## EXERCISE TASK
Reproduce the theater review word for word from "Opened 24 November, 2015" to "and targeted murder.".

## TEXT SEGMENT
————

EVENING AT THE TALK HOUSE
  National Theatre (Dorfman), London SE1

Opened 24 November, 2015
****

Even given that Wallace Shawn’s plays subtly articulate the guilty conscience of upper-middle-class liberal New York, his new one still contains more than meets the eye. His breakthrough play The Fever (1990) served as an indictment of social complacency atop a global culture dependent on war and tourism; now Evening At The Talk House places a similar comfortable group amid a world of mass entertainment and targeted murder.

————

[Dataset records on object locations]

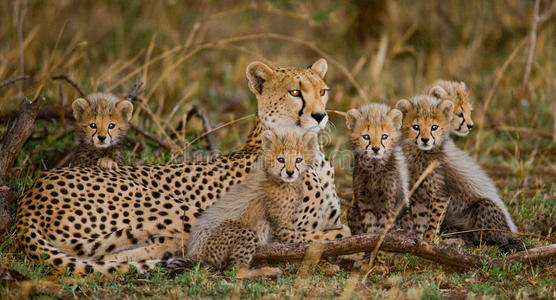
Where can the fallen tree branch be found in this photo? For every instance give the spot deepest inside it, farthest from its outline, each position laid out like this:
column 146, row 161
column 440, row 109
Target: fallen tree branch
column 10, row 147
column 214, row 151
column 13, row 80
column 18, row 133
column 442, row 254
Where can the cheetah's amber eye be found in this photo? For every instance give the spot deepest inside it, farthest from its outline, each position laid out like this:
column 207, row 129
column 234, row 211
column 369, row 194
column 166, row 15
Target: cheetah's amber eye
column 295, row 93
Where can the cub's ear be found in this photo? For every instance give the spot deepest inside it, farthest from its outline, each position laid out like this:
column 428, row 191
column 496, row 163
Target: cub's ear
column 320, row 66
column 438, row 92
column 125, row 109
column 351, row 118
column 79, row 106
column 403, row 105
column 257, row 74
column 396, row 117
column 310, row 139
column 447, row 109
column 269, row 137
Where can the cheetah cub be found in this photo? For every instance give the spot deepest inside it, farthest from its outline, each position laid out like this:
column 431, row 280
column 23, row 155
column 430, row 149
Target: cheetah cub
column 260, row 209
column 102, row 123
column 447, row 196
column 379, row 172
column 455, row 91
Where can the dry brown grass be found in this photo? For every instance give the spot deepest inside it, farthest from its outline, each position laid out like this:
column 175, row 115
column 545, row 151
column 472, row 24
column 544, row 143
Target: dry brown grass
column 196, row 54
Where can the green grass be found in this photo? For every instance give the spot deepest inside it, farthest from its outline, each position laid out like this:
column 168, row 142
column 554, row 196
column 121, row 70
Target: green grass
column 426, row 41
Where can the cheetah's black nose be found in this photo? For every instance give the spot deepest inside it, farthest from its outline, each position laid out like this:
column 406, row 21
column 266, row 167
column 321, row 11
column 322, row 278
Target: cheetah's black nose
column 318, row 116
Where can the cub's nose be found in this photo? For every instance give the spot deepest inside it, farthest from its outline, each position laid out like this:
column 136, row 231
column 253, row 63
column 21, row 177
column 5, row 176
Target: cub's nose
column 318, row 116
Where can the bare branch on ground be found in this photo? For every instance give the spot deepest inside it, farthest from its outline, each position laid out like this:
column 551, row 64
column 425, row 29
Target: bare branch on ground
column 394, row 242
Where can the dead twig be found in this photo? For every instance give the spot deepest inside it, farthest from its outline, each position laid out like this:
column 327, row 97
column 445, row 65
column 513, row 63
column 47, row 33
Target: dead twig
column 9, row 81
column 214, row 151
column 394, row 242
column 71, row 82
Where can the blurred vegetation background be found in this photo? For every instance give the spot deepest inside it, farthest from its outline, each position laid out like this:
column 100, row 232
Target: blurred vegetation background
column 195, row 52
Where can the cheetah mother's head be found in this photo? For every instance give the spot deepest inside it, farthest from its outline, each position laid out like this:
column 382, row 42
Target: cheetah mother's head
column 290, row 96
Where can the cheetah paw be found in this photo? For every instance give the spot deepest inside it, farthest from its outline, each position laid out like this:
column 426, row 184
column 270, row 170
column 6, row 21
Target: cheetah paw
column 246, row 273
column 107, row 163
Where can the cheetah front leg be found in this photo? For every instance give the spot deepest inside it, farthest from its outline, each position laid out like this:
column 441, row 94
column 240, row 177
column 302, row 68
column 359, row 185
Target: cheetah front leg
column 438, row 206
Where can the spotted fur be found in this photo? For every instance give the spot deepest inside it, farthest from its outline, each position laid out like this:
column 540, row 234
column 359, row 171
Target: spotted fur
column 91, row 220
column 262, row 208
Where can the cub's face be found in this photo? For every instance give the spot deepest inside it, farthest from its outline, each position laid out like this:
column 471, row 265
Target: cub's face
column 287, row 155
column 426, row 121
column 99, row 122
column 374, row 129
column 289, row 96
column 461, row 123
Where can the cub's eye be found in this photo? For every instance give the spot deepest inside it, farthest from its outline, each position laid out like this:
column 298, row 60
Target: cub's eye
column 295, row 93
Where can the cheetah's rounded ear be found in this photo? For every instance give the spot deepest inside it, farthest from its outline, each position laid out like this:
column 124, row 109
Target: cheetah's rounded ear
column 310, row 139
column 396, row 116
column 403, row 105
column 269, row 137
column 125, row 108
column 438, row 92
column 79, row 107
column 257, row 74
column 320, row 66
column 351, row 118
column 447, row 109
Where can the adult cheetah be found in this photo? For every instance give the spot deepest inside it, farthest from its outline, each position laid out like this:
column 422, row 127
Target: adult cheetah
column 85, row 220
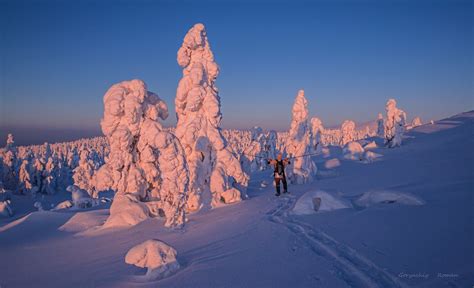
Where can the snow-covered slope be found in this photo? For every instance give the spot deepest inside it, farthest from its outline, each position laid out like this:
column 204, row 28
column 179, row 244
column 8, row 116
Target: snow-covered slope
column 378, row 241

————

## COMPLETE OUTPUT
Opened 24 November, 2015
****

Even given that Wallace Shawn’s plays subtly articulate the guilty conscience of upper-middle-class liberal New York, his new one still contains more than meets the eye. His breakthrough play The Fever (1990) served as an indictment of social complacency atop a global culture dependent on war and tourism; now Evening At The Talk House places a similar comfortable group amid a world of mass entertainment and targeted murder.